Segment Start: EXERCISE MATERIALS
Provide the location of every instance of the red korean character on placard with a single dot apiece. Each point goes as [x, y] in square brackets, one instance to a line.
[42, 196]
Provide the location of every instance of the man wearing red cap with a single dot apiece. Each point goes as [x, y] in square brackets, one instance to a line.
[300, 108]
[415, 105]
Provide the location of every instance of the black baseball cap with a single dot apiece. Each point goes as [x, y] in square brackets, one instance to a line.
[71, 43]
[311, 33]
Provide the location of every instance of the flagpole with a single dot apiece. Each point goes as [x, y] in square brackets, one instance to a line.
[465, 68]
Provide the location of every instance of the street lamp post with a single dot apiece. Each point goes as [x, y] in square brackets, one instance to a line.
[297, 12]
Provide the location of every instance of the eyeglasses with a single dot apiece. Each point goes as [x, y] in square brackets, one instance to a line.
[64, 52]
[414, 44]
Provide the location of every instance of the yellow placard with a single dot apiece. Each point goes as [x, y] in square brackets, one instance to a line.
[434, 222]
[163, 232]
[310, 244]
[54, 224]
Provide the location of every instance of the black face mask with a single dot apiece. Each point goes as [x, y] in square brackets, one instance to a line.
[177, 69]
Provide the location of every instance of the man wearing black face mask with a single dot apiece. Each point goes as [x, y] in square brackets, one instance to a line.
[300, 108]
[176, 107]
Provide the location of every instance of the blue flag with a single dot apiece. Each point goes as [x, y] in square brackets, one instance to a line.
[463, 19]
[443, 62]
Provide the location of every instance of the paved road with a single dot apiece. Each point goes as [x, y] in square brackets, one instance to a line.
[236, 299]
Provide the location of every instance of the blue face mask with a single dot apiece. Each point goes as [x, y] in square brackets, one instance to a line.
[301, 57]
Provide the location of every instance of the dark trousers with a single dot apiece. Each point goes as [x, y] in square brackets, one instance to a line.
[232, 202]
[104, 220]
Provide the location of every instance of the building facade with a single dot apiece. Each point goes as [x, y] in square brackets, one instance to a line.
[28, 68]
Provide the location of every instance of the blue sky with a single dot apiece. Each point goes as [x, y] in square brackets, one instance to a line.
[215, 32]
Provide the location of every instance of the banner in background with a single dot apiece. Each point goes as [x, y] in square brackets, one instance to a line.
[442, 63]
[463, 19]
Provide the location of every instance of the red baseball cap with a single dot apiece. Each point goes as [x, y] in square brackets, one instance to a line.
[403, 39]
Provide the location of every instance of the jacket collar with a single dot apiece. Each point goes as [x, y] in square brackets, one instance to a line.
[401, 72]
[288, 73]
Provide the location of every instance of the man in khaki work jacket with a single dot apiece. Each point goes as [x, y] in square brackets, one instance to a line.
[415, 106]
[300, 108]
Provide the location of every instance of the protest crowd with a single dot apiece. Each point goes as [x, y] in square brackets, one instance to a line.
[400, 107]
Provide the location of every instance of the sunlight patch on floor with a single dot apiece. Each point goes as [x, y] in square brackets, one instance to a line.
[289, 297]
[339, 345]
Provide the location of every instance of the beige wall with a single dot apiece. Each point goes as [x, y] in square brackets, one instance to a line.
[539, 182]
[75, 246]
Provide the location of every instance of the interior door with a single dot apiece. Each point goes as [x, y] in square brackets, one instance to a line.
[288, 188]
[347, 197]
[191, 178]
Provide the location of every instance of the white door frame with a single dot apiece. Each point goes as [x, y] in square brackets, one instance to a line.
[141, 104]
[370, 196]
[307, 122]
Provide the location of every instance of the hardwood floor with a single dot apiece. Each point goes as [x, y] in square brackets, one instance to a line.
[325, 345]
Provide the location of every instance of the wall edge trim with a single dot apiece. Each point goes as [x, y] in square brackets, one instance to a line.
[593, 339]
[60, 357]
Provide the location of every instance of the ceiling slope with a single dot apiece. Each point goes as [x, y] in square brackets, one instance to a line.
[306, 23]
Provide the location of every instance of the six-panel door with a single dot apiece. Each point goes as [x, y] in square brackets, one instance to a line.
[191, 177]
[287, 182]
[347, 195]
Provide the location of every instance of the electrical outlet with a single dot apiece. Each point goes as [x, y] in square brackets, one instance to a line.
Segment End: EXERCISE MATERIALS
▶ _YOUR ASSIGNMENT_: The complete data above is to be written out again as it stands.

▶ _EXERCISE RESPONSE_:
Provide the location of every instance of the red korean character on placard with a single dot apiece. Each point goes as [x, y] in square brackets, one instance to a line.
[42, 196]
Provide the location of every instance of the man wearing red cap with a single dot apiece. Each point goes as [x, y] in square brackets, one instance to a line.
[300, 108]
[415, 105]
Provide the location of every instance of the black baseball cap with a single dot apiece. Each point goes as [x, y] in square brackets, one instance to a line.
[71, 43]
[311, 33]
Provide the location of every instance of the flagpole with a single dot apiece. Each point goes as [x, y] in square brackets, one instance to a line.
[465, 68]
Provide the location of every instance of the street lamp post with a single dot apiece. Each point goes as [x, y] in square brackets, one instance to a line.
[297, 12]
Provide the location of every instance of the eyeglasses with a single dot apiece. Each point goes as [x, y] in square brackets, one instance to a line.
[64, 52]
[414, 44]
Provide the location of every instance of the yellow placard with a single dot apiece. Each point goes as [x, y] in square brackets, one instance to a line.
[434, 222]
[163, 232]
[310, 244]
[54, 224]
Provide the location of every instance of the black face mask with a single dot apiece. Each point goes as [x, y] in square brackets, one instance to a line.
[177, 69]
Provide the location of every instance of the man wearing black face mask with a single dot apiece. Each point goes as [x, y] in square brackets, one instance to a line.
[300, 108]
[176, 107]
Provide the location of every instance of the blue flag with a single dot apiece. Each point goes as [x, y] in square brackets, one instance to a line.
[463, 19]
[443, 62]
Provide the location of every instance of the paved road with a single dot apiece. Each point goes as [x, y] in square brackets, one instance to a line.
[236, 299]
Provide the location of every instance of the blue face mask with a single dot apiece. Each point goes as [x, y] in square brackets, one instance to a line.
[301, 57]
Provide the location of every instance of the dark trousers with a single dot apiece. Each point goes as [x, y] in square brackets, one instance to a line.
[232, 202]
[104, 220]
Provide the location of every instance of the building facade with a single dot apiece. Each point goes as [x, y] in square brackets, one instance to a line.
[28, 68]
Provide the location of every instance of the blue sky with a single dot apiece. Each point goes as [x, y] in square brackets, one instance to a line.
[215, 32]
Provide the location of every instance of the banner in background with a single dot apiece. Each point goes as [x, y] in square brackets, one instance to a line.
[442, 63]
[463, 19]
Provide the location of every instance of the red baseball cap with a single dot apiece. Each point goes as [x, y] in square brackets, one instance to a line.
[403, 39]
Provide the location of every instance of the jacket collar with a single dot apiece. Each point goes as [x, y] in square brackets, one instance to a line.
[401, 72]
[288, 73]
Provide the location of every instance of the man in khaki work jacket with a single dot apiece. Each point goes as [x, y] in square brackets, one instance to a line.
[415, 106]
[300, 108]
Provide the location of every instance of the protest crowd with a single dot apiece. Each point goes as [x, y] in square brackets, one instance to a line.
[400, 107]
Provide the location of every instance of the sunlight patch on floor with a single dot apiece. Each point goes as [x, y] in square brackets, one instance to a line.
[289, 297]
[339, 345]
Provide the location of every instance of the beige wall with a single dot apiece. Each point goes as [x, y] in square brackets, one instance to a line.
[539, 182]
[75, 246]
Provide the location of every instance of the interior door with a single dot apiece. Each point goes as [x, y] in square brackets, one instance to a line.
[288, 188]
[347, 197]
[191, 178]
Provide the location of every instance of the white door frame with a single dot apiece. Each point goes as [x, y] in square brackets, one instance to a line.
[141, 104]
[370, 196]
[307, 122]
Provide the location of every instance of the hardwood floor with a single dot apiece. Each point goes as [x, y] in square brackets, one instance to a line.
[325, 345]
Provide the location of every instance of the wall edge trim with a single dot apiece. Each point goes as [x, y] in square brackets, one instance to a line.
[593, 339]
[60, 357]
Provide the location of every instance of the ceiling slope with a single dot apiece. Each point goes as [x, y] in square brackets, one instance to a line.
[306, 23]
Provide the location of every instance of the six-panel door with a single dot apiece. Each point goes as [x, y] in square brackets, one instance to a line.
[191, 177]
[287, 182]
[347, 195]
Provide the location of every instance of the electrical outlet with a single dot apiece. Each point goes as [x, y] in square brackets, one instance to a line.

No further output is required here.